■ WRITTEN TASK ■
From the text on gcc's function cloning, extract the passage starting with "would stop that." and going on through "function as written.", copied word for word.

■ TEXT SHOWN ■

# # # #

Notice the clone .isra.0
annotation on the demangled function name: gcc made a definition of the function that takes a pointer to arr[4]
rather than to the base element. That's why there's a lea rdi, [rsp+20]
to set up the arg, and why the store uses [rdi]
to deref the point with no displacement. __attribute__((noclone))
would stop that.
This inter-procedural optimization is pretty much trivial and saves 1 byte of code size in this case (just the disp8
in the addressing mode in the clone), but can be useful in other cases. The caller needs to know that its a definition for a modified version of the function, like void foo_clone(int *p) { *p = 42; }
, which is why it needs to encode that in the mangled symbol name.
If you'd instantiated the template in one file and called it from another file that couldn't see the definition, then without link-time optimization gcc would have to just call the regular name and pass a pointer to the array like the function as written.
IDK why gcc does this for the template but not the reference. It might be related to the fact it warns about the template version, but not the reference version. Or maybe it's related to main
deducing the template?
BTW, an IPO that would actually make it run slightly faster would be to let main
use mov rdi, rsp
instead of lea rdi, [rsp+4]
. i.e. take &arr[-1]
as the function arg, so the clone would use mov dword ptr [rdi+20], 42
.
But that's only helpful for callers like main
that have allocated an array 4 bytes above rsp
, and I think gcc is only looking for IPOs that make the function itself more efficient, not the calling sequence in one specific caller.

# # # #

■ GIVEN DATA ■
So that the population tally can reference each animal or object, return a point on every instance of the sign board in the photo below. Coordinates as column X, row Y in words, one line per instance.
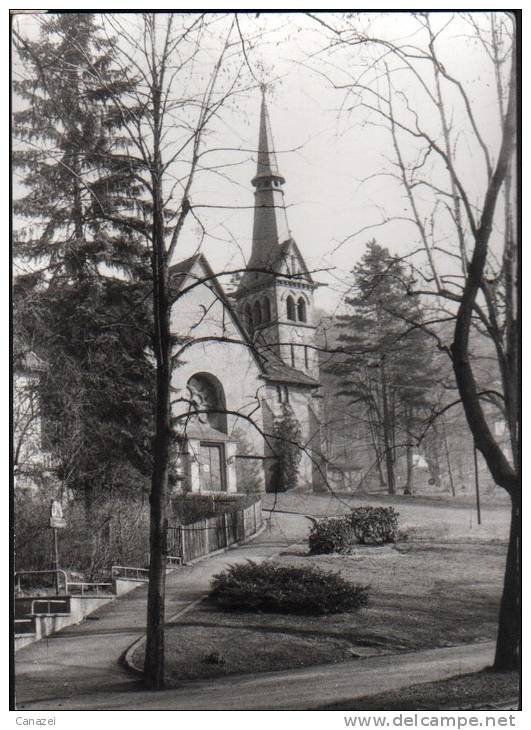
column 56, row 514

# # # #

■ OUTPUT ■
would stop that.
This inter-procedural optimization is pretty much trivial and saves 1 byte of code size in this case (just the disp8
in the addressing mode in the clone), but can be useful in other cases. The caller needs to know that its a definition for a modified version of the function, like void foo_clone(int *p) { *p = 42; }
, which is why it needs to encode that in the mangled symbol name.
If you'd instantiated the template in one file and called it from another file that couldn't see the definition, then without link-time optimization gcc would have to just call the regular name and pass a pointer to the array like the function as written.